**WRITTEN REQUEST**
Copy the records below, replacing each "thickest part" with "widest part" and keeping everything else identical.

**DATA FOR THE TASK**
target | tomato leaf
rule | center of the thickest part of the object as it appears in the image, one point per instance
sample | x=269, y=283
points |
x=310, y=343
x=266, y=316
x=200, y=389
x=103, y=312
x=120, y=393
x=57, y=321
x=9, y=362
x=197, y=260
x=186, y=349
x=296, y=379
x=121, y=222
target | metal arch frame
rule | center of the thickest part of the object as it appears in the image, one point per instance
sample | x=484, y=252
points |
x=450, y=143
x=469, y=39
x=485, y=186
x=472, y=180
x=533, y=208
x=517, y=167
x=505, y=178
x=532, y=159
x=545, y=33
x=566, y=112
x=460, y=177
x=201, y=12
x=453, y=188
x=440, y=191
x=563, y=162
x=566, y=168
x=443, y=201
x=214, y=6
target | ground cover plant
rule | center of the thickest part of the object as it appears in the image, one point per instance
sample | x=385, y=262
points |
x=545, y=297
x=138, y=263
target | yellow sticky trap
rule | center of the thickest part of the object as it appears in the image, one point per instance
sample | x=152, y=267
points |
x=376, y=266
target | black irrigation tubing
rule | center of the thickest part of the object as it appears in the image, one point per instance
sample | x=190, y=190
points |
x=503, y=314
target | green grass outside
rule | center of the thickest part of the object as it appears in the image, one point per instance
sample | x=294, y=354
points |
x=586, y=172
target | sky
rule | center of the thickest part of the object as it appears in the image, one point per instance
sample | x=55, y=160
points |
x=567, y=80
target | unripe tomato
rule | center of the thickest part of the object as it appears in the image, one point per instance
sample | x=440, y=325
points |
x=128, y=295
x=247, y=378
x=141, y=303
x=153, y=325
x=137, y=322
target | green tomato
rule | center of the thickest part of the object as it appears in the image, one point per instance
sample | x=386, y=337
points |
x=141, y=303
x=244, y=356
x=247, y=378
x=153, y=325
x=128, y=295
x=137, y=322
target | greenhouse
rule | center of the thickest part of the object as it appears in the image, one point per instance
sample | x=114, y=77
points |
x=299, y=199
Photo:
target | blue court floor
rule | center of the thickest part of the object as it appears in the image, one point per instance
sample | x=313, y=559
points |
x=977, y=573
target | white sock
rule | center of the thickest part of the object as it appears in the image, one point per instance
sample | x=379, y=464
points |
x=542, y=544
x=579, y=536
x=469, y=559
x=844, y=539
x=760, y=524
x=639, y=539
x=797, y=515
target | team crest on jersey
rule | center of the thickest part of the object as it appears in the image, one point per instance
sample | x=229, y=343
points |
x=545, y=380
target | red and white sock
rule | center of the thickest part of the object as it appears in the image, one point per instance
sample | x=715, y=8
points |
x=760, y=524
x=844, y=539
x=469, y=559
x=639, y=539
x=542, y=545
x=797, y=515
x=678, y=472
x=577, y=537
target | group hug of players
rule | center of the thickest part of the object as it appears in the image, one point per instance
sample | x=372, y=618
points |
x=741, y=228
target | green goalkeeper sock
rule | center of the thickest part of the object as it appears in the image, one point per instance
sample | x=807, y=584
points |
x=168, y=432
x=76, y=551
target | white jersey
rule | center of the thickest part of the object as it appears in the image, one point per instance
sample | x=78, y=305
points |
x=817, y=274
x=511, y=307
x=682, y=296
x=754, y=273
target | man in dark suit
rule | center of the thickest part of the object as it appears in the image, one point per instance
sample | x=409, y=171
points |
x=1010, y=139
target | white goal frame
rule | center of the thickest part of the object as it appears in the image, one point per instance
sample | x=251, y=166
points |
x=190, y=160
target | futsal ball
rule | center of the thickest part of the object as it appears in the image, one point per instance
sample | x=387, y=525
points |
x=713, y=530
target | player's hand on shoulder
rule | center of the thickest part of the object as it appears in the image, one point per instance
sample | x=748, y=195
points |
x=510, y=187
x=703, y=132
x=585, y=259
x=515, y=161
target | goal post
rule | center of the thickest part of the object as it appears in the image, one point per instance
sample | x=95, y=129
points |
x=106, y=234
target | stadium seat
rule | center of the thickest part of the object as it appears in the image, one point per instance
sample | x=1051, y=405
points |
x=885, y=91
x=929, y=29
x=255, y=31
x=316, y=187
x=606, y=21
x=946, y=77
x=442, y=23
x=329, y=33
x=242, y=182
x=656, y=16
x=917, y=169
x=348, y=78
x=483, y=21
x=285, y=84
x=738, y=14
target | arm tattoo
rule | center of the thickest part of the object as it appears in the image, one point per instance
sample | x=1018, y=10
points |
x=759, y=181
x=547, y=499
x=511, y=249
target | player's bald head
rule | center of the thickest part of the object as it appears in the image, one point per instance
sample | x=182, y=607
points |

**WRITTEN REPLY**
target | tomato leaf
rule | center of the widest part of the object as it appears in the image, one point per instance
sample | x=269, y=283
points |
x=310, y=343
x=266, y=316
x=200, y=389
x=103, y=312
x=120, y=393
x=57, y=321
x=9, y=362
x=197, y=260
x=186, y=349
x=296, y=379
x=121, y=222
target | metal arch frame
rule | center of the widest part of the object as it appears in the image, one point per instance
sample | x=484, y=252
points |
x=450, y=143
x=469, y=39
x=485, y=186
x=472, y=180
x=533, y=208
x=517, y=167
x=505, y=178
x=532, y=159
x=545, y=33
x=566, y=112
x=460, y=177
x=201, y=12
x=453, y=188
x=440, y=191
x=563, y=162
x=566, y=168
x=443, y=201
x=214, y=6
target | ground cover plant
rule | center of the widest part of the object as it appears in the image, one point per instance
sample | x=385, y=262
points |
x=545, y=297
x=138, y=263
target | yellow sticky trap
rule | center of the widest part of the object as it appears in the image, one point per instance
sample | x=152, y=267
points |
x=376, y=266
target | black irrigation tubing
rule | center of the widest part of the object as it appears in the image, one point per instance
sample | x=190, y=190
points |
x=503, y=314
target | green grass outside
rule | center of the widest part of the object as it appears in the image, one point per instance
sample | x=294, y=354
points |
x=586, y=172
target | sky
rule | center of the widest part of the object as it appears in the image, one point per instance
sample | x=55, y=160
points |
x=567, y=80
target | unripe tomato
rule | center of the widest part of the object as it appears in the image, one point per instance
sample | x=440, y=325
points |
x=128, y=295
x=247, y=378
x=141, y=303
x=153, y=325
x=137, y=322
target | green tomato
rule | center of the widest part of the object as it appears in the image, one point per instance
sample | x=386, y=337
points |
x=141, y=303
x=244, y=356
x=247, y=378
x=153, y=325
x=128, y=295
x=137, y=322
target | greenhouse
rule | center of the widest part of the object as it appears in the image, one point per instance
sample | x=114, y=77
points |
x=299, y=199
Photo:
target | blue court floor
rule | center of the widest part of the object as it appears in the image, one point per instance
sample | x=313, y=559
points |
x=977, y=573
target | white sock
rule | center of the widest part of the object as it appears in the image, one point per instance
sample | x=379, y=464
points |
x=542, y=544
x=579, y=536
x=469, y=559
x=844, y=539
x=760, y=524
x=639, y=539
x=797, y=515
target | team crest on jersey
rule | center of the widest part of the object as it appears in the image, one point per instance
sample | x=229, y=343
points |
x=545, y=380
target | red and white sock
rule | center of the widest part of the object as it appears in the image, one point per instance
sample | x=715, y=8
points |
x=760, y=524
x=844, y=539
x=469, y=559
x=639, y=539
x=542, y=545
x=797, y=515
x=678, y=472
x=577, y=537
target | group hug of players
rule | center of the widest part of the object as it appears in the image, one point per instance
sample | x=372, y=618
points |
x=741, y=228
target | green goalkeeper sock
rule | center of the widest part of the object as it appears in the image, one point per instance
sample | x=807, y=584
points |
x=168, y=432
x=76, y=551
target | white jersey
rule | center of the widest part of the object as it appears in the image, one point per instance
sample | x=78, y=305
points |
x=817, y=274
x=511, y=307
x=682, y=296
x=754, y=273
target | man in dark suit
rule | center of the widest part of the object as it appears in the image, one point per instance
sample | x=409, y=171
points |
x=1010, y=139
target | white goal frame
rule | center of the widest part of the object as it appears in the image, one point per instance
sample | x=251, y=166
points |
x=190, y=160
target | futsal ball
rule | center of the widest part of the object as it appears in the image, one point per instance
sample | x=387, y=525
points |
x=713, y=530
target | player's hand on shoulder
rule | center of the widest part of the object as it appears in the image, one point per instance
sample | x=748, y=195
points |
x=510, y=187
x=703, y=132
x=585, y=259
x=515, y=161
target | goal post
rule | center of the widest part of the object as it appears in the image, one point per instance
sample | x=95, y=129
points |
x=106, y=234
target | stadium seat
rule | center of the widest part of the object as it appears in the image, one point per instance
sample | x=1051, y=405
points |
x=885, y=91
x=929, y=29
x=255, y=31
x=316, y=187
x=606, y=21
x=946, y=77
x=442, y=23
x=329, y=33
x=242, y=182
x=656, y=16
x=917, y=169
x=348, y=78
x=483, y=21
x=285, y=84
x=738, y=14
target | arm tattoo
rule | center of the widest part of the object as it appears in the image, one point per instance
sample | x=1018, y=10
points |
x=759, y=181
x=547, y=499
x=511, y=249
target | player's bald head
rule | center of the widest part of the object as it appears in the image, one point per instance
sample | x=182, y=607
points |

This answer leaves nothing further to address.